大学生活でいちばん思い出深いのは、3年生のときにオーストラリアに留学したこと。自由に学びたかったので、大学の留学プログラムは利用せず、1年間休学してアルバイトをしながら語学学校に通いました。
学校やアルバイト先で多くの人とコミュニケーションをとるうちにわかってきたのは、英語力がすべてではないということです。人間関係の本質はどの土地でも変わらないと発見したことは、私にとって大きな自信につながりました。
また、1年という時間の制限があるなかで学んでいたので、行動力が増したと思います。それを実感したのが、留学期間も終盤になってアメリカへの再留学を決めたとき。「帰国する前にもう一度別の環境を体験しておきたい」と思い立ち、すぐに手続きをしました。留学前の私だったらもっと悩んだはずですが、思い切って飛び込んでみたことにより、新しい可能性を開くことができたと思います。

同世代の戦争経験者に出会った衝撃

語学学校にはさまざまなバックグラウンドや価値観をもつ学生が集まっていて、とても刺激的でした。とくに衝撃を受けたのは、戦争から帰還したばかりという友達との出会い。急に怒りっぽくなることがあるので理由を聞くと、戦争体験でショックを受け、PTSDという精神疾患を抱えていると教えてくれたんです。私と同じ年齢で従軍していたという事実に、とても驚かされました。
世界にはさまざまな環境で生きる人がいるということをもっと知りたいと思い、帰国後は現代の国際情勢を扱うグローバル・スタディーズコースのゼミへ。育った環境や信仰する宗教によってPTSDの症状が変わるのではないかという仮説を立て、実際の症状と世界情勢を絡めた研究で卒業論文を執筆しました。難しいテーマでしたが、自分の経験から生まれた論文なのでとてもやりがいがありました。

_課題 A_. 記録の中から、文字列「lanyard」を含む行をすべて集めて書き写す。大文字と小文字は区別する。
_課題 B_. 留学体験をつづった本文を、最後の文の後から書き進める。

_バウンディングボックス注釈の記録_.
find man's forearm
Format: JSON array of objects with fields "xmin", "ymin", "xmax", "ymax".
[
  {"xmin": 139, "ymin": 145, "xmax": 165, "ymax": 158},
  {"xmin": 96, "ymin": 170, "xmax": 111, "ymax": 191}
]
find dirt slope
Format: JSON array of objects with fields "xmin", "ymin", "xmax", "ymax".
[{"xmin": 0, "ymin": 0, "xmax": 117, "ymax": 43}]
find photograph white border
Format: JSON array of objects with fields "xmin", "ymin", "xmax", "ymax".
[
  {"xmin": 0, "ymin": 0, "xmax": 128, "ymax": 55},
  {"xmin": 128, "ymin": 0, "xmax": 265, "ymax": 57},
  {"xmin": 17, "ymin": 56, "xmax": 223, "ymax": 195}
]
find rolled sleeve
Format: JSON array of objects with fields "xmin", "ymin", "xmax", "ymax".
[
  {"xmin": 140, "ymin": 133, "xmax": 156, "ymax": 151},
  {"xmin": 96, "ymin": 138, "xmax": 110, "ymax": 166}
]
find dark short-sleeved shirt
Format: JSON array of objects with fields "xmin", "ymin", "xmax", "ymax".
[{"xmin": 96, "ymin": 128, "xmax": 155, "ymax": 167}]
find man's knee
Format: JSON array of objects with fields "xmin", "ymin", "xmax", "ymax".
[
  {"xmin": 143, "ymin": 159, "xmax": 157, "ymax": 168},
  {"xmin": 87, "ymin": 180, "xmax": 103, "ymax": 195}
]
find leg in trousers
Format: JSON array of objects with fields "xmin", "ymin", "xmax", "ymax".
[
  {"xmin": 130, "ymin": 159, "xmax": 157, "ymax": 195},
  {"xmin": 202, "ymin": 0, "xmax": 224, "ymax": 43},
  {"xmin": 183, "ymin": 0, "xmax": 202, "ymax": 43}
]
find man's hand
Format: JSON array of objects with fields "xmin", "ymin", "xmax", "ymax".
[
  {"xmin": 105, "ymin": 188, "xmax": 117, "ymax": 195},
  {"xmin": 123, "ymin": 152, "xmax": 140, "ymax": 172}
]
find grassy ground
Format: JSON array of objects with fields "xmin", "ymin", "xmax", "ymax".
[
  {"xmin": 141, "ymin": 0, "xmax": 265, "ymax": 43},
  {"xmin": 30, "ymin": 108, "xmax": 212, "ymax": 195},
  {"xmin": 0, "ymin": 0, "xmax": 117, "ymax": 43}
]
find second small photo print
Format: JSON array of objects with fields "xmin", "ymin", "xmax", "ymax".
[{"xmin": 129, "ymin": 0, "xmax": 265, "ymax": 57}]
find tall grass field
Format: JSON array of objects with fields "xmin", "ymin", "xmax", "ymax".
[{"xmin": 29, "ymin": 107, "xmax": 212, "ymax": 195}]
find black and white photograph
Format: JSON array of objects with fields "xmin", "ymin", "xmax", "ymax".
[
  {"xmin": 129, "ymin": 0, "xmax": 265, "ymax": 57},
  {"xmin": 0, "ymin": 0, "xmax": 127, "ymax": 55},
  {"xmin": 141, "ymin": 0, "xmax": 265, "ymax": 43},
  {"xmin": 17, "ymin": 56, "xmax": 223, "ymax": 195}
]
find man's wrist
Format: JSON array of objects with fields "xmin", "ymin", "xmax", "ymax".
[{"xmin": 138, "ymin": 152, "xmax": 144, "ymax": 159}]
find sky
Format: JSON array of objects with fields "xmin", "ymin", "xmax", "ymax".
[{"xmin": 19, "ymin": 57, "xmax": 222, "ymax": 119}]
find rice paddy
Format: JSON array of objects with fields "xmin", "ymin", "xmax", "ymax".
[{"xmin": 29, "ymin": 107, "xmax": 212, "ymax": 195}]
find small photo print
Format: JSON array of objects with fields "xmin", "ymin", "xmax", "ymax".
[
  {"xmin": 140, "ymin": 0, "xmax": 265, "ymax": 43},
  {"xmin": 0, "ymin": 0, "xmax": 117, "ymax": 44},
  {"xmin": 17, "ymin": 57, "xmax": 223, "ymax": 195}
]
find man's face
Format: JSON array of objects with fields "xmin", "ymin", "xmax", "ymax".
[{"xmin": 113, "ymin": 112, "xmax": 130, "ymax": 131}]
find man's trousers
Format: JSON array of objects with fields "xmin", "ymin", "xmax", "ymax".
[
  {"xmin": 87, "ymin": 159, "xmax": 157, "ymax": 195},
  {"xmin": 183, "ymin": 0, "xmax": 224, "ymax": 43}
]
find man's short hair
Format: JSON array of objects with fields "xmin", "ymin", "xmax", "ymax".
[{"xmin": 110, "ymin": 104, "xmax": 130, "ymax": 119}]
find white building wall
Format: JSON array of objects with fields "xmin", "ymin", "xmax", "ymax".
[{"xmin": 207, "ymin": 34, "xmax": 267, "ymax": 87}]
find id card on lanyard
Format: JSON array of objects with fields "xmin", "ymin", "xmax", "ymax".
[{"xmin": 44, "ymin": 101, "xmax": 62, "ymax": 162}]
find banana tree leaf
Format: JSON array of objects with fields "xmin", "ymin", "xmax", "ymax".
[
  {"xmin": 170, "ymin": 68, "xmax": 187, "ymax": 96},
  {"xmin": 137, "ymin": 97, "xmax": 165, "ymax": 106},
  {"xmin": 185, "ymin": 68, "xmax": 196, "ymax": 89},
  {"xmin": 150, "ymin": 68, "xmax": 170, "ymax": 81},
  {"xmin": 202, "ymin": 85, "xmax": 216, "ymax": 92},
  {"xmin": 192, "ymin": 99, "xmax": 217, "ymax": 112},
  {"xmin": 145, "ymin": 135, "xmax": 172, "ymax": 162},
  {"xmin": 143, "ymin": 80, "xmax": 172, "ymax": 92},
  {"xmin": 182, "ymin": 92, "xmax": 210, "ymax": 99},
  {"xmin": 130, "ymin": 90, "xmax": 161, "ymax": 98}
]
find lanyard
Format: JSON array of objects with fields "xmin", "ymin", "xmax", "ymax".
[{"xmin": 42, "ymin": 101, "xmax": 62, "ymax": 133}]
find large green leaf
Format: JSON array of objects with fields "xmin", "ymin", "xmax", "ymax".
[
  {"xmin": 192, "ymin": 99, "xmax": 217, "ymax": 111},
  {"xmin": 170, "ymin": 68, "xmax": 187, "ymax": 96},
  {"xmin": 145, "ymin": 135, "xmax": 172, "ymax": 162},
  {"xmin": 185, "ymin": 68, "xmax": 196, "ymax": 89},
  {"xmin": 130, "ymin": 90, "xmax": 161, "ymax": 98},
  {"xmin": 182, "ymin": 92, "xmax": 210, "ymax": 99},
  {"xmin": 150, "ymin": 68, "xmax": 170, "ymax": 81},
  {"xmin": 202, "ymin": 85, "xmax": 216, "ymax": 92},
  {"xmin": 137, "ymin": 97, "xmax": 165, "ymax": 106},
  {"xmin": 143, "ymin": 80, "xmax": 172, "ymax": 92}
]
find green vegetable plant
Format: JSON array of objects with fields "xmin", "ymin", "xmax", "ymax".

_解答 A_.
find id card on lanyard
find lanyard

_解答 B_.
「講義」というより「ディスカッション」という感覚

ゼミに限らず、神戸女学院大学の講義は少人数クラスが中心なので、よく発言を求められます。4年生になると「講義を受ける」というよりも「ディスカッションをする」という感覚に近づいていました。自分の発言に対して誰かが意見を出したり、先生が解説を加えてくださったりするので、最初の考えからどんどん学びが発展していくんです。少人数制でなければ、みんなの意見を聞くのは難しかったと思います。
ディスカッションのテーマには、女子大ということもあって女性の生き方や社会との関わり方などがよく取り上げられていました。とくに印象に残っているのは、海外出身の女性の先生が受け持たれていたジェンダー論の講義。グローバルに活躍する人生の先輩として、これから社会に出る私たちにさまざまなアドバイスをしてくださいました。「卒業後は仕事で活躍したい」という友達も多く、4年間を通して自分の将来について深く考える機会が多かったと思います。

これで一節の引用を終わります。